▶ [Problem to work on]: Treat the line containing "A point falls on each instance of the brown" as the first line of the answer and the last line of the data as its final line, reproducing every line between exactly.

+--

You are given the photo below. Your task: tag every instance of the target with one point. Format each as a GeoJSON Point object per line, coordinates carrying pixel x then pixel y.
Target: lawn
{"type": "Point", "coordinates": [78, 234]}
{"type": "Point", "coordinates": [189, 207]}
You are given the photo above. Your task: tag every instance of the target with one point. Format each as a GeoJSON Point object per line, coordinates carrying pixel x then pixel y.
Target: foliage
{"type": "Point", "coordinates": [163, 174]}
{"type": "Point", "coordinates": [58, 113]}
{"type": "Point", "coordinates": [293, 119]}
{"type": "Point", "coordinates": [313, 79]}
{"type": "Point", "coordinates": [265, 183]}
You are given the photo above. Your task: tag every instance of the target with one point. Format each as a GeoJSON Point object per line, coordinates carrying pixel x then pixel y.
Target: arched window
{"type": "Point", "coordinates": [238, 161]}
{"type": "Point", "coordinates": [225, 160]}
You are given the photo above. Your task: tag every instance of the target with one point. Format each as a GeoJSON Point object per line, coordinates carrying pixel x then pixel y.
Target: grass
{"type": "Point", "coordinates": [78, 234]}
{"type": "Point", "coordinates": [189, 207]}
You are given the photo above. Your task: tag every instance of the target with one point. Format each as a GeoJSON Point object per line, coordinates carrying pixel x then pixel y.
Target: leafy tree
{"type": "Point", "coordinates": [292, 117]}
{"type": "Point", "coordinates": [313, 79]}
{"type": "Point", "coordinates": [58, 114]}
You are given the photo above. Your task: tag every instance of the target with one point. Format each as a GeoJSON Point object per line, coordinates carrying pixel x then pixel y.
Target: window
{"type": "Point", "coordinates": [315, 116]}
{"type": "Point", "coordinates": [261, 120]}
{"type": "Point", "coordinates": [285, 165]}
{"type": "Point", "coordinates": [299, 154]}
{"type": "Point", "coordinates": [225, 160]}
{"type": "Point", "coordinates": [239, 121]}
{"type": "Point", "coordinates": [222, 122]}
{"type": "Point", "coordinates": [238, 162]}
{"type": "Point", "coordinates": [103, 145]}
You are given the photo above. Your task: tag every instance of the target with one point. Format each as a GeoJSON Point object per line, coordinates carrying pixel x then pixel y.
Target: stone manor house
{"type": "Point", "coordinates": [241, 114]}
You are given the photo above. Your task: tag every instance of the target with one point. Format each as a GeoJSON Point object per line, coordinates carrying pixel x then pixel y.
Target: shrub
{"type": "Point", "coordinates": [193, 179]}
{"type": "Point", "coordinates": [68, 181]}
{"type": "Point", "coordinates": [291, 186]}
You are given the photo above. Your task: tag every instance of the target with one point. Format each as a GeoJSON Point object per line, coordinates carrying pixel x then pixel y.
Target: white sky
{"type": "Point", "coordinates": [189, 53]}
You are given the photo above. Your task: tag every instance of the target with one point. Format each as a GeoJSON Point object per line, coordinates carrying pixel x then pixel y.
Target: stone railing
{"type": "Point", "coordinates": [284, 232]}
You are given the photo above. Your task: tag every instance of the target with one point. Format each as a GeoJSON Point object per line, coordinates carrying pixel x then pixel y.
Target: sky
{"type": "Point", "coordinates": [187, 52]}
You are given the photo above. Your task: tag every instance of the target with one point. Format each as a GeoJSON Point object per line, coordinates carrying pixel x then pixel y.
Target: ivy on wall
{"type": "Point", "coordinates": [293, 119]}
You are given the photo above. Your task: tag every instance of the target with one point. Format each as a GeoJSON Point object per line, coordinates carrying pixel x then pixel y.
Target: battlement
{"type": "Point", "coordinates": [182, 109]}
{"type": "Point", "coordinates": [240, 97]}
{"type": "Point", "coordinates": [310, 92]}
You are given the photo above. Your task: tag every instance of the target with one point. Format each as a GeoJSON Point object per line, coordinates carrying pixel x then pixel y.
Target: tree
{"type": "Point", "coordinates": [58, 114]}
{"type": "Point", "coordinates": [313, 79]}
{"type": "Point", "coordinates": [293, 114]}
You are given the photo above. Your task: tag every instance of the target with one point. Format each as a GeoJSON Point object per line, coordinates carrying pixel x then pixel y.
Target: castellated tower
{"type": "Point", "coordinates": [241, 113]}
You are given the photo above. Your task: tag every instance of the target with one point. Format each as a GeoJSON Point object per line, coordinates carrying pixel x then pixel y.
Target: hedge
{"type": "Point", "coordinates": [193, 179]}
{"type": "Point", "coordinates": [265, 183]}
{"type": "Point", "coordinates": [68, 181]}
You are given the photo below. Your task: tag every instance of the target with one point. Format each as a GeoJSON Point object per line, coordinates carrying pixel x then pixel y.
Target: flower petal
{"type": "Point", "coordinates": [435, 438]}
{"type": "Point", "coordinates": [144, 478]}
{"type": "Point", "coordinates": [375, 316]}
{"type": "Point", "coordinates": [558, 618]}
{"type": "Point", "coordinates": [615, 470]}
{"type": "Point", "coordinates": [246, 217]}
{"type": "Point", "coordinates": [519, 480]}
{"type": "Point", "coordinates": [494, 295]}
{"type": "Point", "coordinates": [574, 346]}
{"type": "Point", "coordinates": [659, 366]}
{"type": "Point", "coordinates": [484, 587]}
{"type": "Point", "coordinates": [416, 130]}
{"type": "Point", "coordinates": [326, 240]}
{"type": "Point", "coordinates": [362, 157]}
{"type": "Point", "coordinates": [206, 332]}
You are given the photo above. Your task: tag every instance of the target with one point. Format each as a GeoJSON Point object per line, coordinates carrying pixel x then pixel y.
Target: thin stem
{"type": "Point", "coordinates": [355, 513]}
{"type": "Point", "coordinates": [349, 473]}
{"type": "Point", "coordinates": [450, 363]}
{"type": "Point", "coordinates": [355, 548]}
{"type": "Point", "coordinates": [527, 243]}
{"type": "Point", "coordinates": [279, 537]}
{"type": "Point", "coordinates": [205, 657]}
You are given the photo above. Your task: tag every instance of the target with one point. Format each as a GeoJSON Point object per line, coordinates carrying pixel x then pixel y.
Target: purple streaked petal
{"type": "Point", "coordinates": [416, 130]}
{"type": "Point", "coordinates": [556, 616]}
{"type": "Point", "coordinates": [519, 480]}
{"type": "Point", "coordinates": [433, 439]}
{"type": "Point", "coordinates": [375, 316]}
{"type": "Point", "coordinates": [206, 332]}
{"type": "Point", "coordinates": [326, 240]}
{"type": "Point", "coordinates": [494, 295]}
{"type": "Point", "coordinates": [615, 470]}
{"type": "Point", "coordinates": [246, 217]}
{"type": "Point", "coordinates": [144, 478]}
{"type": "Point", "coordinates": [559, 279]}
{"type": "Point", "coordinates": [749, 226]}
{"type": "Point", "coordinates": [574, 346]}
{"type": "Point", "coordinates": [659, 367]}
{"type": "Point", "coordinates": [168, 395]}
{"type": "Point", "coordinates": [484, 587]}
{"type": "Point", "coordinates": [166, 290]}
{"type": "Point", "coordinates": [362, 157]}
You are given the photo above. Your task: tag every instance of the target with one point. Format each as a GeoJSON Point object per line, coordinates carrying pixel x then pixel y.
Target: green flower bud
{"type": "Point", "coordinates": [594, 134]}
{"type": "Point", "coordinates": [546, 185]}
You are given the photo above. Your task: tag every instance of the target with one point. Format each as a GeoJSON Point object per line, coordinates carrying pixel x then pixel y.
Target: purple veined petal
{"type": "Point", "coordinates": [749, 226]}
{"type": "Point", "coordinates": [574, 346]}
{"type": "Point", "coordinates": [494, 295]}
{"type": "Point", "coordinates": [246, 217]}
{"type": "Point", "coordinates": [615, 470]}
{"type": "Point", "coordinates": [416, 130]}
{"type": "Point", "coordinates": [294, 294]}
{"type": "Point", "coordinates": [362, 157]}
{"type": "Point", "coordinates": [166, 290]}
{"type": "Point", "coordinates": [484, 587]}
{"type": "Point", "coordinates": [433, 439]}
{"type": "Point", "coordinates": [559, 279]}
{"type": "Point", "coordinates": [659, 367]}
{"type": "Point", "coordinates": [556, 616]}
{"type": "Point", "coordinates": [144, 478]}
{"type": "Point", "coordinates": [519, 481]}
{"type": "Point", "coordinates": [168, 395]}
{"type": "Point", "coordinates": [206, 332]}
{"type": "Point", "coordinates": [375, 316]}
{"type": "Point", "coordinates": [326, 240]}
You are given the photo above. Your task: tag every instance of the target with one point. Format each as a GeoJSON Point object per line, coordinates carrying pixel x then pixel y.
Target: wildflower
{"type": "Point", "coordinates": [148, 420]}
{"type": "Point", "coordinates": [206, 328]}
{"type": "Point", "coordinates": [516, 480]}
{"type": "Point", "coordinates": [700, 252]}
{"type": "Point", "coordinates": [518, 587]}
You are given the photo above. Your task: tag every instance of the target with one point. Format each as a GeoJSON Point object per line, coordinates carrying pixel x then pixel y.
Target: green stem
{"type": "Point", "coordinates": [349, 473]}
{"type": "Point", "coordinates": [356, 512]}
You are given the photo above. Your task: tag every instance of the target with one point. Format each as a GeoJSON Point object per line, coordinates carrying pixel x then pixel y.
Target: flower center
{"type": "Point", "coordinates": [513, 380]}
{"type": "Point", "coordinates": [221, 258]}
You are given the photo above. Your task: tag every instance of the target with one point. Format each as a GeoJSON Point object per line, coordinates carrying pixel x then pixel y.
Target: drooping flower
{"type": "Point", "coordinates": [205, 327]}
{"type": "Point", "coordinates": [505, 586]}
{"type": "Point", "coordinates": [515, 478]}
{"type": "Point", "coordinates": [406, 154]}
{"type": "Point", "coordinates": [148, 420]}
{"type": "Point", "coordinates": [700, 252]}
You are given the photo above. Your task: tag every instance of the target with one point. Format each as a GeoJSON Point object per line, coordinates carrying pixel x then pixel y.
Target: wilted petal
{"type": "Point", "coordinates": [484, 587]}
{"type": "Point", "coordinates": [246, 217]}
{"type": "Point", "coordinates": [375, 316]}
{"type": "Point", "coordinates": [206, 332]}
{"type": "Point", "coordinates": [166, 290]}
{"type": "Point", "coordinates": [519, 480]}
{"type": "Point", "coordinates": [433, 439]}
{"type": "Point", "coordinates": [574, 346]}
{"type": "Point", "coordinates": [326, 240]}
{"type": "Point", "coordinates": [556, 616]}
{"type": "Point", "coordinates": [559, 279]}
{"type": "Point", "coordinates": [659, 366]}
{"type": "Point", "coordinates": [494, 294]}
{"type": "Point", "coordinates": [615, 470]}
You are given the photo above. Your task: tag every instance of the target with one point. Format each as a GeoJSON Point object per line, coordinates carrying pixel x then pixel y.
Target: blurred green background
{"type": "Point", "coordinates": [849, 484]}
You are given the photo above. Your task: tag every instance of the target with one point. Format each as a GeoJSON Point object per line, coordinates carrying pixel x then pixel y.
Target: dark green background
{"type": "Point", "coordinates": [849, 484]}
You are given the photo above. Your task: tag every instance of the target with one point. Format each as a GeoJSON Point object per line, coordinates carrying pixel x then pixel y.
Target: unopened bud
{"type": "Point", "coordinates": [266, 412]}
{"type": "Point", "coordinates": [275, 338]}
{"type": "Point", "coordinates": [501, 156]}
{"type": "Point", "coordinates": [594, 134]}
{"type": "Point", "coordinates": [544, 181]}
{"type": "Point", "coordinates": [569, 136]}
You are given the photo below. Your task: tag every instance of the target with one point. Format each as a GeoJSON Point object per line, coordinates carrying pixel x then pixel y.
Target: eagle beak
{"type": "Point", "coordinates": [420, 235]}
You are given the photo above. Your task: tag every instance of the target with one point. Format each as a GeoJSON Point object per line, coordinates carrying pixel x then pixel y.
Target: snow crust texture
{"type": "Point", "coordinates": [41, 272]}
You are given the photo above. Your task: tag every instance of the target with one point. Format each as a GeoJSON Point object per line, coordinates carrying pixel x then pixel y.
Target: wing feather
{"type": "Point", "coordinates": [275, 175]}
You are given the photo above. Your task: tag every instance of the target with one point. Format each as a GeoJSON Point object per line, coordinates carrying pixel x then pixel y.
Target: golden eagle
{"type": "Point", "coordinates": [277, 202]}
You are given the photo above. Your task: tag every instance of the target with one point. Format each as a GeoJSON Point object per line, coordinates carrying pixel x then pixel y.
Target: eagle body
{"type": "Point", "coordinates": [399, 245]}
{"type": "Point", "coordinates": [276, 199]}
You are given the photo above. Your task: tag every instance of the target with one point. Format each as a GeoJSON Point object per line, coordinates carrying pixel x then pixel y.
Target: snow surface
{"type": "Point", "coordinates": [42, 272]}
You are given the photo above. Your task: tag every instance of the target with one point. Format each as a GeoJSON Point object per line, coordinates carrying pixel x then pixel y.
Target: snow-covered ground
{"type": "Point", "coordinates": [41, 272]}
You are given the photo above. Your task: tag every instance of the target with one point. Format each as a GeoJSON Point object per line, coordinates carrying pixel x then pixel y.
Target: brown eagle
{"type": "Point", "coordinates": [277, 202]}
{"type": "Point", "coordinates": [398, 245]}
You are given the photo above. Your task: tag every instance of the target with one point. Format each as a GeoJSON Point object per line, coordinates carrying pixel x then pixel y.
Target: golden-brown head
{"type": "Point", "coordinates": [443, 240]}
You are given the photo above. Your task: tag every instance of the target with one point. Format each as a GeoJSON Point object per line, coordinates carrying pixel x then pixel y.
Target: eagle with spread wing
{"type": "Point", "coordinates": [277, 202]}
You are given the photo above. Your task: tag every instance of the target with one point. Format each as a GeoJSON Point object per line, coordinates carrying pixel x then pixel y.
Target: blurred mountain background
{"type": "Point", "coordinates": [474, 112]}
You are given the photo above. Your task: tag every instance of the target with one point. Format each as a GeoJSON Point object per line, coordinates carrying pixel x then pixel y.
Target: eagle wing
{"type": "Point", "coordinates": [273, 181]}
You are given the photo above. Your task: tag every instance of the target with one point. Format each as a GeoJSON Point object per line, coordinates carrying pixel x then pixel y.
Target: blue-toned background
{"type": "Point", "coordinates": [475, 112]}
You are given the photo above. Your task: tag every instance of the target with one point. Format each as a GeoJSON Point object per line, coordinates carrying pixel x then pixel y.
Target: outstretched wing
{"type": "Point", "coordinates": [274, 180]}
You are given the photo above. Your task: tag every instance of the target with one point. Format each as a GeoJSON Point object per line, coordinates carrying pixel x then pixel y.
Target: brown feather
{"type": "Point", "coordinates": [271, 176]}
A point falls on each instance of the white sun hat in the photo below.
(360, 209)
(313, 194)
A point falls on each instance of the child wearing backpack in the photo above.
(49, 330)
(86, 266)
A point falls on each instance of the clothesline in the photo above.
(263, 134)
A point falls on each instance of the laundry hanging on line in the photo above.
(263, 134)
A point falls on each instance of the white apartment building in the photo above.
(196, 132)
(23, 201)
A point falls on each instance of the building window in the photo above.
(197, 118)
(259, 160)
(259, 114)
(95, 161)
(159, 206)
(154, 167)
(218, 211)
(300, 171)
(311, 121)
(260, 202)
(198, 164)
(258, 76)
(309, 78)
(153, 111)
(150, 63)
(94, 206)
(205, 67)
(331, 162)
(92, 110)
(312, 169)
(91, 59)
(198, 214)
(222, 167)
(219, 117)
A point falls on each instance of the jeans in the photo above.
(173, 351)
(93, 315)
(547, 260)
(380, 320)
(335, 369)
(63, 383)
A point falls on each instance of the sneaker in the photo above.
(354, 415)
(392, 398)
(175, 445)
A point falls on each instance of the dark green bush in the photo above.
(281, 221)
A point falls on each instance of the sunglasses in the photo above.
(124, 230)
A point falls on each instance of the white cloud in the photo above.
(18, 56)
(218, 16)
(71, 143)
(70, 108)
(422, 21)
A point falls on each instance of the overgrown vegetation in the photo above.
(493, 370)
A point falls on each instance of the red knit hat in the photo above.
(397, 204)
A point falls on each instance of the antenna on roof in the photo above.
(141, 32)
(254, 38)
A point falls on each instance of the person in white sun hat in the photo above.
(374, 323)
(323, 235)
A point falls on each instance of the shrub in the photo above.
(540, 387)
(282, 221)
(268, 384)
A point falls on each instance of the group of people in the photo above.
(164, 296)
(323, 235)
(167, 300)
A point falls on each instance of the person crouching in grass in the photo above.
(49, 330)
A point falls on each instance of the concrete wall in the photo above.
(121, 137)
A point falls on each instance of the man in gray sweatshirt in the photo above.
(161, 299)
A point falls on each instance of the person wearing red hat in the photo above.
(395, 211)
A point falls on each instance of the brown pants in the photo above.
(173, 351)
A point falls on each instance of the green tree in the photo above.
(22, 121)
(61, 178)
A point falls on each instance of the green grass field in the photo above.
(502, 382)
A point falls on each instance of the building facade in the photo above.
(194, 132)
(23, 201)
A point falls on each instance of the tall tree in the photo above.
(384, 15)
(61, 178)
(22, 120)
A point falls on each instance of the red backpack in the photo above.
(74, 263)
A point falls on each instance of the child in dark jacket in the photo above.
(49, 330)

+--

▶ [Solution to this problem]:
A point falls on each instance of the brown pants in the photo above.
(173, 351)
A point falls on each instance of the green tree in the photo above.
(22, 121)
(61, 178)
A point falls on each instance of the green grass field in the photo above.
(502, 382)
A point falls on each instance of the building facade in the photo above.
(194, 132)
(23, 201)
A point falls on each instance of the tall tree in the photo above.
(384, 15)
(61, 178)
(22, 120)
A point falls on each instance of the red backpack in the photo above.
(74, 263)
A point falls on each instance of the child in dark jacket in the photo above.
(49, 330)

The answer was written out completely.